WORK TO BE COMPLETED =>
Rewrite the entries below as a Markdown table with two columns, Row and Text. Put a running line number in Row and the line itself in Text, and skip any blank lines.
= = = =
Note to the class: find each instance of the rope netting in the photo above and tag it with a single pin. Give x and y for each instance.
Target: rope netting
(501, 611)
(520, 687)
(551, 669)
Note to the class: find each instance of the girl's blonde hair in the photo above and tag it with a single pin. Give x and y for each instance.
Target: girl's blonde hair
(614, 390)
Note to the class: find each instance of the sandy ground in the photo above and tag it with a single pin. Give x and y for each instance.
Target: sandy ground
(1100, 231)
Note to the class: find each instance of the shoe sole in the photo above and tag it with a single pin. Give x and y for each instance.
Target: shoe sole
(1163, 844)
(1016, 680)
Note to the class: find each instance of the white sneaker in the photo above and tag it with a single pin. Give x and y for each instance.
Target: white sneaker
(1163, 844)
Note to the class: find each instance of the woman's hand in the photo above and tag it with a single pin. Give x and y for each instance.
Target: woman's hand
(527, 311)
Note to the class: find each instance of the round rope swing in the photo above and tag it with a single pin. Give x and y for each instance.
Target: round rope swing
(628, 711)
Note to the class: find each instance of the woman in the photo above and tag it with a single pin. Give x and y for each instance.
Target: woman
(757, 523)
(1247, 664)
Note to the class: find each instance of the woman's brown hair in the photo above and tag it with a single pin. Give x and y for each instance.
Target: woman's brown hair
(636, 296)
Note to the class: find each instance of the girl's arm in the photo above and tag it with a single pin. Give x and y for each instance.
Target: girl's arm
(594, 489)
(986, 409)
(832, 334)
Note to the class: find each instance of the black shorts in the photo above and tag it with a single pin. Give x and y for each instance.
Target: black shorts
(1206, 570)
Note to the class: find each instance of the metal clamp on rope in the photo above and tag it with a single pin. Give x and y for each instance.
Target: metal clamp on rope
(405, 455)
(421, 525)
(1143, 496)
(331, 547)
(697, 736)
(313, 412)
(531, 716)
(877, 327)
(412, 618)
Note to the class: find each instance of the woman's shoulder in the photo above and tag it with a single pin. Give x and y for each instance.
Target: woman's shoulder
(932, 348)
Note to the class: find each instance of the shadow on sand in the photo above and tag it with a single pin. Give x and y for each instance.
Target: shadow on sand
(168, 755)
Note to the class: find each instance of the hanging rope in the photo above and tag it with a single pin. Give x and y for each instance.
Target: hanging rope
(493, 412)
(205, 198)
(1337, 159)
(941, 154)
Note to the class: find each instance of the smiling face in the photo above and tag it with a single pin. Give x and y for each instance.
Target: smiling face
= = = =
TASK ANSWER =>
| Row | Text |
|---|---|
| 1 | Note to the class: find each instance of the rope netting in the photo above and tag it with a single pin. Give x and y for each instance. |
| 2 | Target: rope netting |
| 3 | (501, 611) |
| 4 | (520, 687) |
| 5 | (551, 669) |
| 6 | Note to the class: find each instance of the girl's blonde hair in the photo above and tag it with a single pin. Give x and y for each instance. |
| 7 | Target: girl's blonde hair |
| 8 | (614, 390) |
| 9 | Note to the class: find each instance of the sandy ground in the photo above and tag it with a single pin. Give x and y for each instance. |
| 10 | Target: sandy ground |
| 11 | (1100, 231) |
| 12 | Note to the class: find each instance of the shoe sole in the photo above and tag it with a single pin. Give x and y for each instance. |
| 13 | Target: shoe sole |
| 14 | (1163, 844) |
| 15 | (1016, 680) |
| 16 | Note to the class: find each instance of the white sneaker in the photo above and tag it with a single pin. Give x and y for each instance. |
| 17 | Target: white sneaker |
| 18 | (1163, 844) |
| 19 | Note to the class: find each instance of the woman's hand in the photo above and tag it with a single pin. Give x and y for each instance. |
| 20 | Target: woman's hand |
| 21 | (527, 311) |
| 22 | Note to the class: find each instance of the round rope swing in the photo above and tag it with a single pin. Give x and y for each instance. |
| 23 | Target: round rope swing |
| 24 | (628, 711) |
| 25 | Note to the class: find each instance of the woman in the photo above and tag it with a single pin. Give x and y for each instance. |
| 26 | Target: woman |
| 27 | (757, 523) |
| 28 | (1247, 664) |
| 29 | Note to the class: find each instance of the woman's brown hair in the photo above and tag it with a single pin. Give x and y for each instance. |
| 30 | Target: woman's brown hair |
| 31 | (636, 296) |
| 32 | Note to the class: find each instance of the girl's arm in the photo above and tag it with a single pin. Give x and y for each instance. |
| 33 | Target: girl's arm |
| 34 | (594, 489) |
| 35 | (986, 409) |
| 36 | (832, 334) |
| 37 | Note to the class: find each instance of the black shorts in the photo above and tag it with a single pin. Give x and y for each instance. |
| 38 | Target: black shorts |
| 39 | (1206, 570) |
| 40 | Note to the class: find each instance of the metal clamp on rope in the photo above and tag it with a single pin. Give x and y for each instance. |
| 41 | Target: metal clamp on rope |
| 42 | (405, 455) |
| 43 | (421, 525) |
| 44 | (1143, 496) |
| 45 | (331, 547) |
| 46 | (697, 736) |
| 47 | (313, 412) |
| 48 | (531, 716) |
| 49 | (877, 327) |
| 50 | (412, 618) |
| 51 | Note to the class: find each instance of the woman's shoulder in the photo above and tag it with a single pin. Give x and y for each instance. |
| 52 | Target: woman's shoulder |
| 53 | (932, 348) |
| 54 | Note to the class: find each instance of the shadow on sand in the photo above and tag it with a single pin. Give x and y for each instance. |
| 55 | Target: shadow on sand |
| 56 | (168, 755) |
| 57 | Note to the class: find each instance of the hanging rope in the photo above and tag it with a single pin. Give x and y for each instance. |
| 58 | Target: hanging rope |
| 59 | (493, 412) |
| 60 | (205, 198) |
| 61 | (1337, 159) |
| 62 | (941, 154) |
| 63 | Note to the class: find each instance of the smiling face in the photo above and tag it with a single pin. Give x and y for each instance. |
| 64 | Target: smiling face |